(SET EXERCISE):
Can you rewrite the material from the line containing "for the cloudy" through the line containing "0,0,450,251", requests included, and shift every coordinate in the answers up by 23?

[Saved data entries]
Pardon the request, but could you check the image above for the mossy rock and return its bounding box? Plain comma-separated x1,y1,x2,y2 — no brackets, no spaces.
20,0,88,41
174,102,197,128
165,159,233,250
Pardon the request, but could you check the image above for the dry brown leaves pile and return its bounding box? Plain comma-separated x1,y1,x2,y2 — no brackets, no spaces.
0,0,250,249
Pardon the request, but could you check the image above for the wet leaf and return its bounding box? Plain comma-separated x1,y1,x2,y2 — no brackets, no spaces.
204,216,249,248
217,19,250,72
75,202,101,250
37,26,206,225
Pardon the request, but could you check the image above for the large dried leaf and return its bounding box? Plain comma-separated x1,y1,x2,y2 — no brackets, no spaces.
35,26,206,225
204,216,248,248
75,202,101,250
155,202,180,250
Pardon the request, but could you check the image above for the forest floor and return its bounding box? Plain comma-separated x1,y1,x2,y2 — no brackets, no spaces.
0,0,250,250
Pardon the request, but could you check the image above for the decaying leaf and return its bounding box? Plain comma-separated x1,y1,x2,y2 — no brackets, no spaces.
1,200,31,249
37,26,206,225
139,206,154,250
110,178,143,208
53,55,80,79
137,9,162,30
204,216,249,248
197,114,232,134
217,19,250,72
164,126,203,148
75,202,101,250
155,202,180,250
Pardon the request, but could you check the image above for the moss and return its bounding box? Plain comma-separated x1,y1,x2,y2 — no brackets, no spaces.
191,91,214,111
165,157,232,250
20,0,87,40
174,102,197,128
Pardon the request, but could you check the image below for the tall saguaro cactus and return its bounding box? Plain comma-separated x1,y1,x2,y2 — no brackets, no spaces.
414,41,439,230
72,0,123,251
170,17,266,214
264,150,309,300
---
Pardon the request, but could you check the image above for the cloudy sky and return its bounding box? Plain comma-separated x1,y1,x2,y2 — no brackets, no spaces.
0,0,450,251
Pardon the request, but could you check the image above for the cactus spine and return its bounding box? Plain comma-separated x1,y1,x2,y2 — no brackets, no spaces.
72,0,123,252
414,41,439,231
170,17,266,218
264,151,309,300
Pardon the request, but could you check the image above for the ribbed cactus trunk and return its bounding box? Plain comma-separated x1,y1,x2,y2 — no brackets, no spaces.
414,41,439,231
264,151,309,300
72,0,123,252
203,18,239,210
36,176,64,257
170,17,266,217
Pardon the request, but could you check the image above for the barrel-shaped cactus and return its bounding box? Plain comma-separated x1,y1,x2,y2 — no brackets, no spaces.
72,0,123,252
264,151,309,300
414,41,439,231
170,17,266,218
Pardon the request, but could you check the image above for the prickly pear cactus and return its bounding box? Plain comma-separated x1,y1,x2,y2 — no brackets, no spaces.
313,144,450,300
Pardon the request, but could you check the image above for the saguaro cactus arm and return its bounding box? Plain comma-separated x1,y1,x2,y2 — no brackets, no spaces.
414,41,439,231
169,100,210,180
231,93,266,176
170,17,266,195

(RESPONSE TO THIS TASK):
Pardon the request, but could you check the image above for the cloudy sky and return its bounding box? Plain comma-separated x1,y1,x2,y2 — no brackets, no spaces.
23,23,473,274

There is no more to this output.